## Your instructions
Could you continue the LeetCode Basic Calculator text below, starting right after its final line?

— START OF Text block —

[LeetCode]Basic Calculator

Implement a basic calculator to evaluate a simple expression string.

The expression string may contain open

(

and closing parentheses

)

,
the plus

+

or minus sign

-

, non-negative integers
and empty spaces

.

You may assume that the given expression is always valid.

Some examples:

"1 + 1" = 2
" 2-1 + 2 " = 3
"(1+(4+5+2)-3)+(6+8)" = 23

Note: Do not use the

eval

built-in
library function.

用堆栈来做，注意处理好字符串的空格，和各种CornerCase。思路不复杂，但是细节要注意。

class Solution {
public:
int calculate(string s) {
stack<int> num;
stack<char> op;
int front = 0;
int next = 0; //记录前一个符号和后一个符号
s = '(' + s + ')';
op.push('(');
for(int i=1; i<s.size(); i++){
if(s[i]==' ') continue; //空格处理跳过
if(s[i]=='+'||s[i]=='-'||s[i]=='('||s[i]==')'){
next = i;
if(!allwhite(s,front,next))//判断两个符号间是否全是空格
num.push(atoi(s.substr(front+1,next-front-1).c_str()));//提取数字
front = next;
op.push(s[i]);
}
if(op.top()==')') // 出栈逻辑
{
op.pop();
int temp = 0;
while(true)

— END OF Text block —
— START OF Stored records —

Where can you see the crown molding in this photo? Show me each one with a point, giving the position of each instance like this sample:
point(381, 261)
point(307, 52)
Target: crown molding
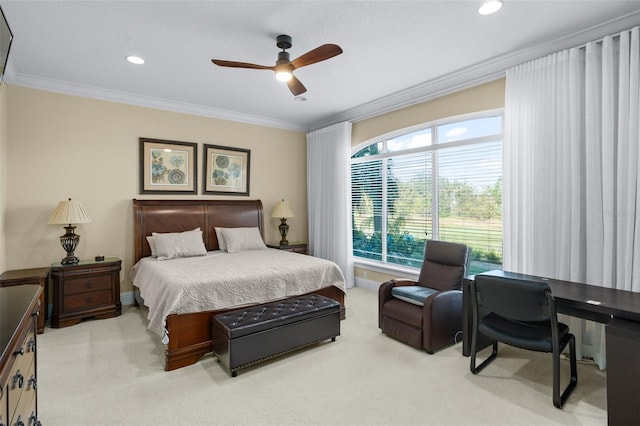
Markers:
point(63, 87)
point(479, 73)
point(473, 75)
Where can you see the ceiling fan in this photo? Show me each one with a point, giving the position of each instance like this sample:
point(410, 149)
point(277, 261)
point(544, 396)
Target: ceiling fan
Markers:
point(284, 67)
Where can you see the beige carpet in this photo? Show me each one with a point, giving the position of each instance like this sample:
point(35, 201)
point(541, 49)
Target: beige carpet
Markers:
point(110, 372)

— END OF Stored records —

## Exercise response
{    if(op.top()=='+'){
int a = num.top();
temp = temp + a;
num.pop();
op.pop();
}
if(op.top()=='-'){
int a = num.top();
num.pop();
temp = temp - a;
op.pop();
}
if(op.top()=='('){
int a = num.top();
temp = temp + a;
num.pop();
num.push(temp);
op.pop();
break;
}
}
}
}
return num.top();
}
bool allwhite(string &s,int i,int j){
if(j==i)
return true;
for(int k=i+1; k<j; k++){
if(s[k]!=' ')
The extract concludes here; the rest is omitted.